- What the task requires -
The answer must be an exact copy of the records, with every picture left out.

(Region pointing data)
====================

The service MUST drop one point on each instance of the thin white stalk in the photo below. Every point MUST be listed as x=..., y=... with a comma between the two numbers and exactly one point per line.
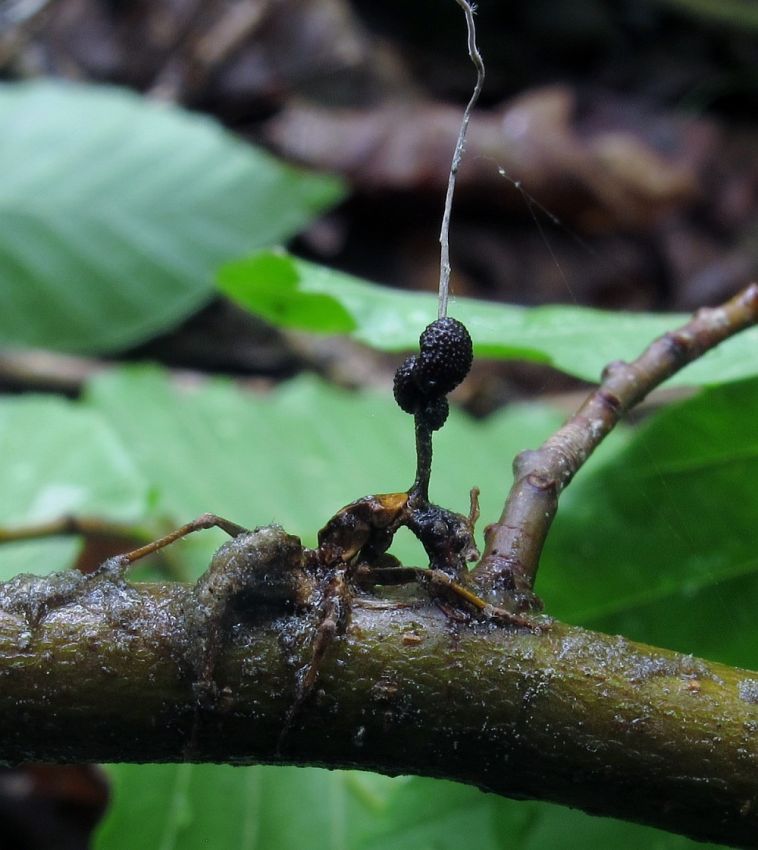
x=476, y=58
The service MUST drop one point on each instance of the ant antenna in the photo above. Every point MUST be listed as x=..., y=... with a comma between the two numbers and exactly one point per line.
x=476, y=58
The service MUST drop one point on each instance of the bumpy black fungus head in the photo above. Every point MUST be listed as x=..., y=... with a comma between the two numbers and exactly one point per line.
x=446, y=356
x=435, y=413
x=407, y=393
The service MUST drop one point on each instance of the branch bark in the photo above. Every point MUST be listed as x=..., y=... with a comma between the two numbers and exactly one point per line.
x=96, y=669
x=506, y=573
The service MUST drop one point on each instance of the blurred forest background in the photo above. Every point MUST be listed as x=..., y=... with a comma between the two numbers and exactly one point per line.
x=612, y=162
x=632, y=123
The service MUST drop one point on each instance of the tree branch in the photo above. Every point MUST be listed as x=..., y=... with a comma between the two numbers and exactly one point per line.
x=514, y=543
x=95, y=669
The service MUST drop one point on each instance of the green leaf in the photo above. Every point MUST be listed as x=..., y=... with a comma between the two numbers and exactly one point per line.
x=40, y=557
x=189, y=806
x=279, y=297
x=299, y=453
x=60, y=460
x=577, y=340
x=659, y=539
x=115, y=211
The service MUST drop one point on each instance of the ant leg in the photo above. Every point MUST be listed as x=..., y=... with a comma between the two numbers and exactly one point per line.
x=334, y=615
x=118, y=563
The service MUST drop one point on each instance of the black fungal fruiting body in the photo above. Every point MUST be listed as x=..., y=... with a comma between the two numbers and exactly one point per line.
x=423, y=380
x=446, y=355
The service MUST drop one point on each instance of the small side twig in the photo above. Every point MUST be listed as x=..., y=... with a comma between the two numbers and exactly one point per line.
x=476, y=58
x=514, y=543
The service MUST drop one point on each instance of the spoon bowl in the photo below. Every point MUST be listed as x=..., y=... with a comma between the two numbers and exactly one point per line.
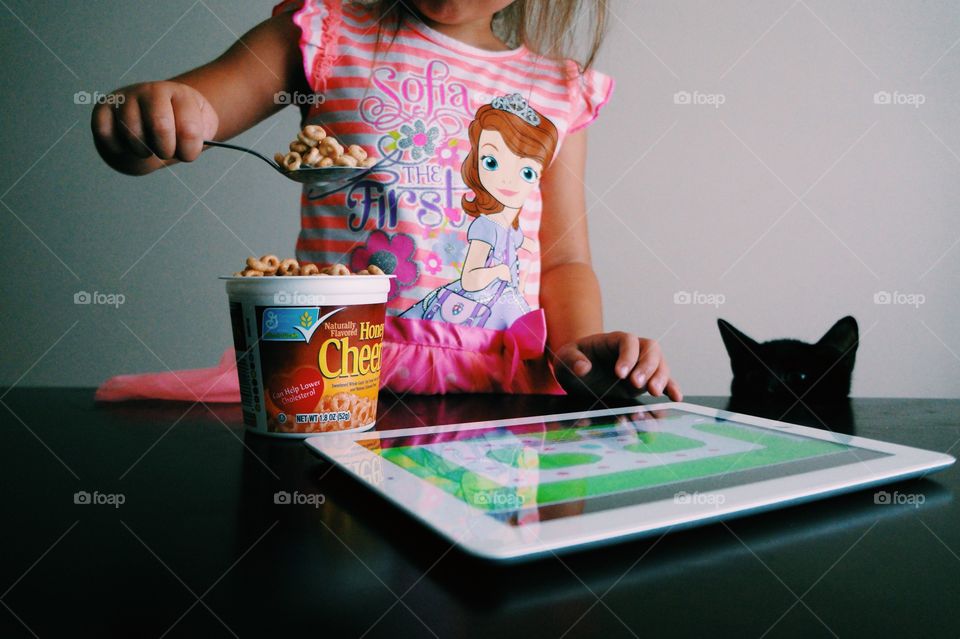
x=314, y=176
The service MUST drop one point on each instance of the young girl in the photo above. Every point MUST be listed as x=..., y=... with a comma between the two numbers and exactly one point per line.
x=477, y=203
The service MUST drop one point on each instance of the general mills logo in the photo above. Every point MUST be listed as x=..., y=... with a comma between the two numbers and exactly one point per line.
x=294, y=298
x=699, y=298
x=698, y=98
x=698, y=498
x=85, y=97
x=83, y=298
x=897, y=298
x=297, y=98
x=96, y=498
x=899, y=99
x=896, y=498
x=296, y=498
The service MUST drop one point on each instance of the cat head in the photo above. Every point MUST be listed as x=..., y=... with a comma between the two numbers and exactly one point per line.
x=791, y=369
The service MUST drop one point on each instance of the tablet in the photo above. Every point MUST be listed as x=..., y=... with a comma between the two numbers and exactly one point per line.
x=519, y=488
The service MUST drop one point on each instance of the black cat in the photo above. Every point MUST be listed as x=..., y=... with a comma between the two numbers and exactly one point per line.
x=787, y=369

====================

- Problem solution -
The service MUST drop one point on each instance of the thin white stalk in the photo below. Every point MUST be listed as x=..., y=... with a comma between the two numbers and exactly one point per line.
x=476, y=58
The service MUST drop one point on each instance of the ant antenna in the photo above. Every point MUST be listed as x=..., y=... with a comma between the two numbers and exactly one point per line.
x=476, y=58
The service MUST drop one point on each instance of the bumpy black fungus head in the photo above. Every point MUST be listed as x=..., y=... with a comma between the two numbers and exactly one point per line.
x=446, y=356
x=435, y=413
x=407, y=393
The service MUST drop one point on each instance of the branch bark in the photo above. Every point MUST be listed as x=..., y=... with a comma between the two numbers and exactly one point per line.
x=96, y=669
x=506, y=573
The service MUST drop one point on each instance of the blurred forest background in the photo above. Every point MUST be listed as x=..., y=... with a comma between the two numbers and exactly one point per line.
x=612, y=162
x=632, y=123
The service MUST drop one point on each instance of the tree branch in the photo above. Every point MUST be listed as x=..., y=... with a comma between the two numbers and exactly one point per line.
x=514, y=543
x=95, y=669
The service MUST drop one point on each instance of the green leaf in the photo above. Every point MUST be listed as x=..., y=... with a comma between the two numbers and exactly one point per line.
x=40, y=557
x=189, y=806
x=279, y=297
x=299, y=453
x=60, y=460
x=577, y=340
x=659, y=539
x=115, y=211
The service MUST drop one point on each instance of the ant leg in the photo above. Every point MUST be listed as x=..., y=... with a comma between the two numbers and exactly one point per line.
x=334, y=615
x=118, y=563
The service MUST drop one point on each instance of the black fungal fruiting body in the photo above. Every point MUST be listed as x=..., y=... with a comma between the two numbers and exactly one point per line.
x=423, y=380
x=446, y=355
The service MUST drop one point on each instance of the small side twig in the photo above. Every point MUST be listed as x=..., y=... with a comma between the two numbers and exactly one point per line.
x=476, y=58
x=514, y=543
The service MUST drop one point on each instance of the spoon bowl in the photo below. Every point MUST be listed as x=..., y=... with a comma between the two numbers and exactly one point per line.
x=314, y=176
The service MUST drop one point on each instance of the young girl in the photo above. Every point MUST be listed as x=..., y=... with a comma between the two numbers and exactly one point per line.
x=477, y=203
The service MUST drop one point on each instance of the general mills logo in the photo above. Every point MUST be listed as x=..., y=... with a comma between the two numbers and exactly one point per line.
x=294, y=298
x=699, y=298
x=698, y=98
x=698, y=498
x=85, y=97
x=83, y=298
x=897, y=298
x=297, y=98
x=96, y=498
x=899, y=99
x=896, y=498
x=296, y=498
The service MUST drop one point on each instance of the cat head in the photo above. Every point MUST be listed as x=..., y=... with a comma between the two numbers and exactly one point per line.
x=791, y=369
The service MUST drop one point on each instance of the tablet in the photo above. Every point MUST be listed as x=..., y=... with a comma between the two numbers and exactly one point per line.
x=519, y=488
The service MUST drop one point on each instance of the black cat in the photo above. Every point MUST be listed as x=..., y=... with a comma between the two numbers and exactly one point per line.
x=787, y=369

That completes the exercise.